В итоге все образование Леди ограничилось шестью классами училища Файга. Да и мог ли он изучать математику, латынь, географию, когда с раннего детства в душу его вселилась неистребимая страсть к музыке? Любую мелодию он запоминал на ходу, музыка с раннего детства была его жизнью: «Без опасения смотрел я на мир широко открытыми глазами: все казалось мне незыблемым, прочным — строгая мама, добрый папа, серьезный брат, чинная сестра. Все они вечны и всегда будут со мной. Откуда же было взяться страху?! Даже инстинктивному. Я словно был лишен этого чувства, хотя всякое живое существо должно его испытывать».

» **Письменное задание**
Продолжите фрагмент о детстве Леди и его страсти к музыке, начав сразу после его последней фразы.

Данные для разметки местоположений:
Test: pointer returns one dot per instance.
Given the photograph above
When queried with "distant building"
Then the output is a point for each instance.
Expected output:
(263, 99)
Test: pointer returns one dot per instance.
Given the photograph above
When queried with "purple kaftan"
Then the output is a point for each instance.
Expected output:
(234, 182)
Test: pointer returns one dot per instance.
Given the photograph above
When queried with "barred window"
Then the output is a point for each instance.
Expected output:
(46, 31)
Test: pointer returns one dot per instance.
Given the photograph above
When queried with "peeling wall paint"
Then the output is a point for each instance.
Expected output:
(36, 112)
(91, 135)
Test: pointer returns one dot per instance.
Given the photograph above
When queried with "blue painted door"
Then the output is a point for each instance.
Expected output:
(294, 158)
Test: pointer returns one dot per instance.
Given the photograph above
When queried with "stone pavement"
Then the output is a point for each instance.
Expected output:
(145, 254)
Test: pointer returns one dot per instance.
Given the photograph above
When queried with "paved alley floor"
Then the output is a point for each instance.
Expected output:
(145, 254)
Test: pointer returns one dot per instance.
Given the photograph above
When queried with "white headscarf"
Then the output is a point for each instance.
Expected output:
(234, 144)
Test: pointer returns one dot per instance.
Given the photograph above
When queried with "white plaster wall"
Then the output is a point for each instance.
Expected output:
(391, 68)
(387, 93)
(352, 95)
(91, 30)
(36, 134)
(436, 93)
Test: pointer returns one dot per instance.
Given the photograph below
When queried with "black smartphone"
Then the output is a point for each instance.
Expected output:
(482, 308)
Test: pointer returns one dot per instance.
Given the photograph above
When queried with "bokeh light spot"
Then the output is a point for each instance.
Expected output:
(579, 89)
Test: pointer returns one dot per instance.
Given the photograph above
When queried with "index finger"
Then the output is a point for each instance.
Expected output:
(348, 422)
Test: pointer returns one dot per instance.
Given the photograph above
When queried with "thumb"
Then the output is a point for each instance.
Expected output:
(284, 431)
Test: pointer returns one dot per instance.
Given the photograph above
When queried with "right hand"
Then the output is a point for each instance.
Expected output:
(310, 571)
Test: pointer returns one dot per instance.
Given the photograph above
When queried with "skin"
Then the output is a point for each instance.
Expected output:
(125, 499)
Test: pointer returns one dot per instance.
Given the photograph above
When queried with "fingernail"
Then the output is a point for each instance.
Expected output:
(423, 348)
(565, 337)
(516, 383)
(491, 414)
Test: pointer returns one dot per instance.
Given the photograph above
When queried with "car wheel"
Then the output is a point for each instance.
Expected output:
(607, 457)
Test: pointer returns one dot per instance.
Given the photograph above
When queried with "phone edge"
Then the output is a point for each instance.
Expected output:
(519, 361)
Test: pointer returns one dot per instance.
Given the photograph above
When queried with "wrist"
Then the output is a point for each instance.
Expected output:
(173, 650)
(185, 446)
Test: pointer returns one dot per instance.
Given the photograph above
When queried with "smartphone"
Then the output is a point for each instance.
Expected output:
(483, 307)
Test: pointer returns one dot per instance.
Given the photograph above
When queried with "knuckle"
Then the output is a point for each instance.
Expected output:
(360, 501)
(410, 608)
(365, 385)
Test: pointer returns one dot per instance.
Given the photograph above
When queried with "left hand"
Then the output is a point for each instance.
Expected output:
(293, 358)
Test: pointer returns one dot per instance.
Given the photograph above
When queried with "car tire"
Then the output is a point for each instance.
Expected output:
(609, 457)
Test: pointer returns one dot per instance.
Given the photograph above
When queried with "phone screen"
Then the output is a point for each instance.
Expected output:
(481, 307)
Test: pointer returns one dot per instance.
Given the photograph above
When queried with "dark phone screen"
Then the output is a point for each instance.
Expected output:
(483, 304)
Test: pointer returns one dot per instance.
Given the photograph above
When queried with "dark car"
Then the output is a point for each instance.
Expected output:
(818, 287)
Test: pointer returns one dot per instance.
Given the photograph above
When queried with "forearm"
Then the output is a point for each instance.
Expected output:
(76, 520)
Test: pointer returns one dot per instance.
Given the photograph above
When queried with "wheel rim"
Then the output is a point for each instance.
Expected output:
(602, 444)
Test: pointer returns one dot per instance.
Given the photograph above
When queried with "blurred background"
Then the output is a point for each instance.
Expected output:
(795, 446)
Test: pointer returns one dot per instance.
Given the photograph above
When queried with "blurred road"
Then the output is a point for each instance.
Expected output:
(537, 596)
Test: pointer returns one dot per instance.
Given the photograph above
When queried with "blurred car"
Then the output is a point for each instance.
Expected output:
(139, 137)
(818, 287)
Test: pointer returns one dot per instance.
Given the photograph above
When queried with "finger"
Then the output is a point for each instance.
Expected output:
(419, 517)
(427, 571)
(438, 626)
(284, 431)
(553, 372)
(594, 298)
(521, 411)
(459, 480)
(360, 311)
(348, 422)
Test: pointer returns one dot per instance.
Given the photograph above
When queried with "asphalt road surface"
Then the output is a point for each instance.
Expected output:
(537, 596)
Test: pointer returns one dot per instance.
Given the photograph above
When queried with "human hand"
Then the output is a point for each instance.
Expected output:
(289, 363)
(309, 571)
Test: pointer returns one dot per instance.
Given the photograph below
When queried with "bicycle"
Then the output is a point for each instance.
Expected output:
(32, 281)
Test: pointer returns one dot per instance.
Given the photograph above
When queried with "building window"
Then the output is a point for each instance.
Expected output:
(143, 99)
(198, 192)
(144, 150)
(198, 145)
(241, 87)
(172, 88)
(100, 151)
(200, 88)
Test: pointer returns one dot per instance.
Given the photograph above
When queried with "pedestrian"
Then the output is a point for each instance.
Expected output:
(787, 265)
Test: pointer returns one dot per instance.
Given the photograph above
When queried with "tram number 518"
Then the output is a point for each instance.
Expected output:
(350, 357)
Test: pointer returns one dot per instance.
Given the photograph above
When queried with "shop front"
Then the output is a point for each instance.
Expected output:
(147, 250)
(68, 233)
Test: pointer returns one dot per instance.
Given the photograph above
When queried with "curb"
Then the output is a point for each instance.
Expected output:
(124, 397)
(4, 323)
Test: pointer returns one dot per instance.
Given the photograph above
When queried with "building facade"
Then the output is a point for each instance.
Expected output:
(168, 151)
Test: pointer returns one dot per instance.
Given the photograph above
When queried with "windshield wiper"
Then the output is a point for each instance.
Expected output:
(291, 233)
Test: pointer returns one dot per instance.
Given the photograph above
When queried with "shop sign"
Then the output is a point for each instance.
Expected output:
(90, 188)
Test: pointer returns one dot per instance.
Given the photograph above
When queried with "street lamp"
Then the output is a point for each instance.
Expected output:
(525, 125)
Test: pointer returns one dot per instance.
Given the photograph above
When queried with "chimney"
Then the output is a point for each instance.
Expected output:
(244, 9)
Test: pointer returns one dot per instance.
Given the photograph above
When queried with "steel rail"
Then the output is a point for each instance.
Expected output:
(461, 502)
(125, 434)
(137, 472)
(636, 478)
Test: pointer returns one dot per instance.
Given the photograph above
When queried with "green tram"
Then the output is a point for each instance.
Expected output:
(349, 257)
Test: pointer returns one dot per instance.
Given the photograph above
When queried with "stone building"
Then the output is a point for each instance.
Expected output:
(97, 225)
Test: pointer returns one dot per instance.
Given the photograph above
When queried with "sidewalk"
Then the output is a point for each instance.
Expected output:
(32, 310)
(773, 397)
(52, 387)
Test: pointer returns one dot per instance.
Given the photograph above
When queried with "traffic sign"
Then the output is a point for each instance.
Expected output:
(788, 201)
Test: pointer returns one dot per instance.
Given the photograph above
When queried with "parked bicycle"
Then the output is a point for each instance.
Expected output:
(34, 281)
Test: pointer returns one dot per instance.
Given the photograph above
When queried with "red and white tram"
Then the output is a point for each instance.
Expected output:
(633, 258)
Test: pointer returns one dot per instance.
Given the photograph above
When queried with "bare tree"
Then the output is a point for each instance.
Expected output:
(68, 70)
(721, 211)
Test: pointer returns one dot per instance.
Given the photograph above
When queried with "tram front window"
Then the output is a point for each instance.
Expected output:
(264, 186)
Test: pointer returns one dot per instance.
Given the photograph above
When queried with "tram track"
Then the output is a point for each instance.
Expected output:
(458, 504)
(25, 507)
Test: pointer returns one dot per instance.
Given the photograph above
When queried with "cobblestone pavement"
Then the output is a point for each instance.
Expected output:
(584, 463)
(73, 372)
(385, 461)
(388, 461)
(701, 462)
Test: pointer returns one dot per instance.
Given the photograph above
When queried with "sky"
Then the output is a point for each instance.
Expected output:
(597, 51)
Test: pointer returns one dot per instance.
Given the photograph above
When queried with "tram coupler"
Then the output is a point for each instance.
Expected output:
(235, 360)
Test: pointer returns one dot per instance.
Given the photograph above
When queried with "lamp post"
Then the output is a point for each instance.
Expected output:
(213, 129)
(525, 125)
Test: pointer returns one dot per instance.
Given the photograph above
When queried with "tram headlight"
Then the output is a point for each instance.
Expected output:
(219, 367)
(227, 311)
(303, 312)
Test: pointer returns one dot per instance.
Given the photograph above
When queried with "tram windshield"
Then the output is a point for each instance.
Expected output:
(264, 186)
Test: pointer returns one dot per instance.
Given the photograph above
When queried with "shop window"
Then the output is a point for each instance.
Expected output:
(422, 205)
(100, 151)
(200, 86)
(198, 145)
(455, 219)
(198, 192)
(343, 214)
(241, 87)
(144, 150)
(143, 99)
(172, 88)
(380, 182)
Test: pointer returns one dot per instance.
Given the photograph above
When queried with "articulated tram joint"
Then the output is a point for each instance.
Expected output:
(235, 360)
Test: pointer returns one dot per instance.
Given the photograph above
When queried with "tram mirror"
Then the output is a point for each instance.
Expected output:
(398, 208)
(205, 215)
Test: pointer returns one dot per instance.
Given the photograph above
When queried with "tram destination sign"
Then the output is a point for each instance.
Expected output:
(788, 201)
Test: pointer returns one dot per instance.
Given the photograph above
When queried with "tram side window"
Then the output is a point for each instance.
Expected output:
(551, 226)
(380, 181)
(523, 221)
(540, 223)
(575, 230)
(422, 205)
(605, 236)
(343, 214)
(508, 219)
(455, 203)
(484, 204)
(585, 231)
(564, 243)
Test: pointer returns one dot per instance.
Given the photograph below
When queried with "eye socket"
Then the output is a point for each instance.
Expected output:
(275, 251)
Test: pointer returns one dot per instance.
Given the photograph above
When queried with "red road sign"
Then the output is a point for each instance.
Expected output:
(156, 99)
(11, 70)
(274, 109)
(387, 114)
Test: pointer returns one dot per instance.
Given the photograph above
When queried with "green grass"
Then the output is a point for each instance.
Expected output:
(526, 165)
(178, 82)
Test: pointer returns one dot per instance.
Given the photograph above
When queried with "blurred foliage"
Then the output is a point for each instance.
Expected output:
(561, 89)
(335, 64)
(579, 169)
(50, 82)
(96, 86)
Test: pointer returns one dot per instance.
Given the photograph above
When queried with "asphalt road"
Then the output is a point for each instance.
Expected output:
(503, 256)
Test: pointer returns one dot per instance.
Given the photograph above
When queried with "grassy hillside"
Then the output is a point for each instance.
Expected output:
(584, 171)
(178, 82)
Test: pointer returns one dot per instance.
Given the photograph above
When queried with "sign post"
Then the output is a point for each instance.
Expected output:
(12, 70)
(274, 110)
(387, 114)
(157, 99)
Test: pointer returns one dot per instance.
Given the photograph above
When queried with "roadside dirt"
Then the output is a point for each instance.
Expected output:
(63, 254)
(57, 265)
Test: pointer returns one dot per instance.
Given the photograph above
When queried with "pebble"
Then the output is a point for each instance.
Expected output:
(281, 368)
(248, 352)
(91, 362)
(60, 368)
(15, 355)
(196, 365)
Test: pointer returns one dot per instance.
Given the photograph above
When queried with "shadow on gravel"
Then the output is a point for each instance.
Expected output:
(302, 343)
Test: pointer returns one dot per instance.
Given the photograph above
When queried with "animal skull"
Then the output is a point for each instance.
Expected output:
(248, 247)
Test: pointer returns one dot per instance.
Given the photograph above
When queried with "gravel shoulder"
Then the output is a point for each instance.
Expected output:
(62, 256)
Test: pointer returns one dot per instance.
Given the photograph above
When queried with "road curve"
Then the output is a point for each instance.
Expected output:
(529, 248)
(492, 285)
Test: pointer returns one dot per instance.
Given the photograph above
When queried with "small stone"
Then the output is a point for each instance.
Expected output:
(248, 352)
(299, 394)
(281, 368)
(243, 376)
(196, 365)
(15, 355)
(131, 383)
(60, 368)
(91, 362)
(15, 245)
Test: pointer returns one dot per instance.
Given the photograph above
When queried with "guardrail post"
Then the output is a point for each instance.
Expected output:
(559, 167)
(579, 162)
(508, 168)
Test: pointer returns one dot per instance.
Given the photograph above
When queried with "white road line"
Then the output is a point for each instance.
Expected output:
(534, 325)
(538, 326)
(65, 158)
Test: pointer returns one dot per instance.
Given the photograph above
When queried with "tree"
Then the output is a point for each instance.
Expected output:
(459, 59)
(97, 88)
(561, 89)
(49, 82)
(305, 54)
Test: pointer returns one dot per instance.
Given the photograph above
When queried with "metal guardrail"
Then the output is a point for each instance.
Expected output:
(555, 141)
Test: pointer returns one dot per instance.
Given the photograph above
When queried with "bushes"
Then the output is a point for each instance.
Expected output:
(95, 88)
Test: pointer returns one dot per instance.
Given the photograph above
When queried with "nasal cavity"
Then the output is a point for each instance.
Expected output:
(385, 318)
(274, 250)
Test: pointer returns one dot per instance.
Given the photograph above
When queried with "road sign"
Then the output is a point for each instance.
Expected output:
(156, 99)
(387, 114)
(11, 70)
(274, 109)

» **Правильный ответ**
Но все же испытать страх Утёсову довелось уже в раннем возрасте. Было ему тогда лет девять-десять. «Я стоял на балконе двухэтажного дома, — вспоминает он в мемуарах. — Солнце золотило верхушки акаций. Где-то высокий женский голос с незатейливыми руладами выводил популярнейшую песню „Маруся отравилась“. Я не понимал, что значит „отравилась“, мне казалось, что это что-то очень хорошее, сходное с „натанцевалась“, „наелась“, „нагулялась“. Я вообще еще не знал, что на свете есть плохие слова. Вдруг за углом раздался истошный вопль. У меня сжалось сердце от незнакомого ощущения — стало так тоскливо, как бывает, когда солнце закрывает черная туча. Я и сейчас помню этот первый миг страха.

Ничего не понимая, я увидел, как из-за дома показался усатый городовой. Одной рукой он держал за шиворот молодого парня, а другой, сжатой в кулак, неистово, с остервенением был его по лицу, не глядя, куда кулак попадет — в нос? В глаза? В рот? Лицо парня было окровавлено.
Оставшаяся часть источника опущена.